Text shown:
= = = = = = =
Sunday 20 November 2011

The constitutional status of Wales

This post addresses the legal status of the Principality of Wales and of the Prince of Wales.

1                    The end of Welsh independence

1.1              Prior to Norman times, Wales was mostly divided into separate kingdoms, though some rulers approximated to ruling over a united Welsh state.[1]  The Norman Conquest intruded to a large extent into Wales, but there followed an extended backlash by the Welsh extending through the 12th century.
1.2              This development culminated in the establishment of new and substantially united Welsh states under Llywelyn ab Iorwerth (c.1172-1240) and Llywelyn ap Gruffydd (c.1223-1282).  The Principality of Wales was established by Llywelyn ab Iorwerth in 1216, and it was recognised by England in the Treaty of Worcester (1218).  It can be characterised as an independent entity within the Angevin Empire, though concepts like independence and sovereignty should be worn lightly when describing political relations in a time when the Treaty of Westphalia lay four centuries in the future.
1.3              The independent principality did not last long, and Llywelyn ap Gruffydd is conventionally regarded as the last native Prince of Wales (Tywysog Cymru).  He was stripped of much of his power by the English under the Treaty of Aberconwy (1277), and he was finally vanquished in 1282.  His heir, Dafydd ap Gruffydd, was captured the following year, and Edward I of England “ordered this sovereign prince to be hanged, drawn, and quartered, as a traitor, for defending by arms the liberties of his native country, together with his own hereditary authority”.[2]  In the more sober words of a leading modern constitutional text, “his principality passed by conquest to King Edward I”.[3]  A 2008 Court of Appeal judgment likewise refers to “the conquest of the Principality of Wales by Edward 1 in 1282”.[4]
1.4              By the Statute of Rhuddlan (1284), the Kingdom of England asserted what a later age might describe as colonial mastery over the conquered principality.  The English Crown appointed Justiciars for North Wales and West Wales, and controlled two lordships in Glamorgan and Pembroke.  The law and the administration of the law were conformed to English norms, though some elements of traditional Welsh law remained in use.  This has allowed one contemporary authority on constitutional law to write that “from 1284, Wales was subject to English law”.[5]  The Welsh Marches remained under the control of the Anglo-Norman Marcher Lords.
= = = = = = =
Excerpted records:
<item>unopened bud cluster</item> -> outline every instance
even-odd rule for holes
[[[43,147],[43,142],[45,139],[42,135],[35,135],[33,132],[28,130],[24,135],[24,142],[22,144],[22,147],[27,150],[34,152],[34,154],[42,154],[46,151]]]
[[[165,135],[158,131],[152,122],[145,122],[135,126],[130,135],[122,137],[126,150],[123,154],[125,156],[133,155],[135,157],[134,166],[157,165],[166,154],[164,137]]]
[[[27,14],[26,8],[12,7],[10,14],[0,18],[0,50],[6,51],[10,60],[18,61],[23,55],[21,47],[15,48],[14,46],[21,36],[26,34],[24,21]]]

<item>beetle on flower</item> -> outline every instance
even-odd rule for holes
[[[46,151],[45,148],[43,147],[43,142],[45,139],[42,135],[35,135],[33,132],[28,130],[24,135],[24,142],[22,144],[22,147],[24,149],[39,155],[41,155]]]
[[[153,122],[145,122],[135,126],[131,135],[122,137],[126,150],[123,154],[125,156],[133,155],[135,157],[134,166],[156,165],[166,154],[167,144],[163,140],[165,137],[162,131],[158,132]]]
= = = = = = =
What is expected: Resume the post on the constitutional status of Wales after its last sentence, carrying on from the Statute of Rhuddlan and the Marcher Lords.

Result of this task:
1.5              Wales was described as a principality at an early date, but other terms were used too.  The Tudor Laws in Wales Acts both refer to Wales as a “Dominion Principality and Country”.  The term “Dominion of Wales recurs in legislation until the 19th century,[6] and the adoption of ‘principality’ over ‘dominion’ as the preferred term appears to have taken place very roughly in the first half of the 18th century.[7]  The Crown Lands Act 1702 mentions both the “Dominion of Wales and the “Principality of Wales,[8] and reference was made in 1672 to “the dominion and principality of Wales, which, so it was rather tendentiously claimed, “is, and always hath been, incorporated to the realm of England.[9]  It may be, then, that the term ‘principality’ does not in principle exhaust the constitutional status of Wales.[10]  The Tudor legislation also refers to the English monarch as the “very Head King Lord and Ruler” of the country.  If taken literally, this would mean that Wales was a kingdom.  However, this point need not be pressed too far.

2                    The Prince of Wales
2.1              In 1301, Edward I of England invested his son Edward (the future Edward II) as Prince of Wales.  It appears that subsequent English and British monarchs have followed the same practice with their own sons, with the notable exception of Edward II himself.  Leaving aside a few sporadic rebellions,[11] there have been no more native Welsh Princes of Wales.
2.2              Blackstone wrote in his Commentaries that “[t]he heir apparent to the crown is usually made prince of Wales... by special creation, and investiture”.[12]  The current legal position is essentially the same.  The heir to the throne is “customarily appointed Prince of Wales… by letters patent, [this title] not being inheritable”.[13]
2.3              Letters patent are a customary method for the monarch to bestow a particular honour or status on their recipient.  Peerages are invariably created by letters patent, and it would appear the analogy between the dignity of Prince of Wales and a life peerage is a tolerably close one.  There is a still nearer analogy to be drawn between the dignity of Prince of Wales and that of Earl of Chester, which is also bestowed upon heirs to the throne.  Hence, for example, the Demise of the Crown Act 1727 repeatedly uses the phrase "the determination of any grant of the principality of Wales, or earldom of Chester...".  More recently, s.6(1) of the House of Lords Act 1999 expressly included the "the principality of Wales and the earldom of Chester" within the ambit of the term ‘hereditary peerage’.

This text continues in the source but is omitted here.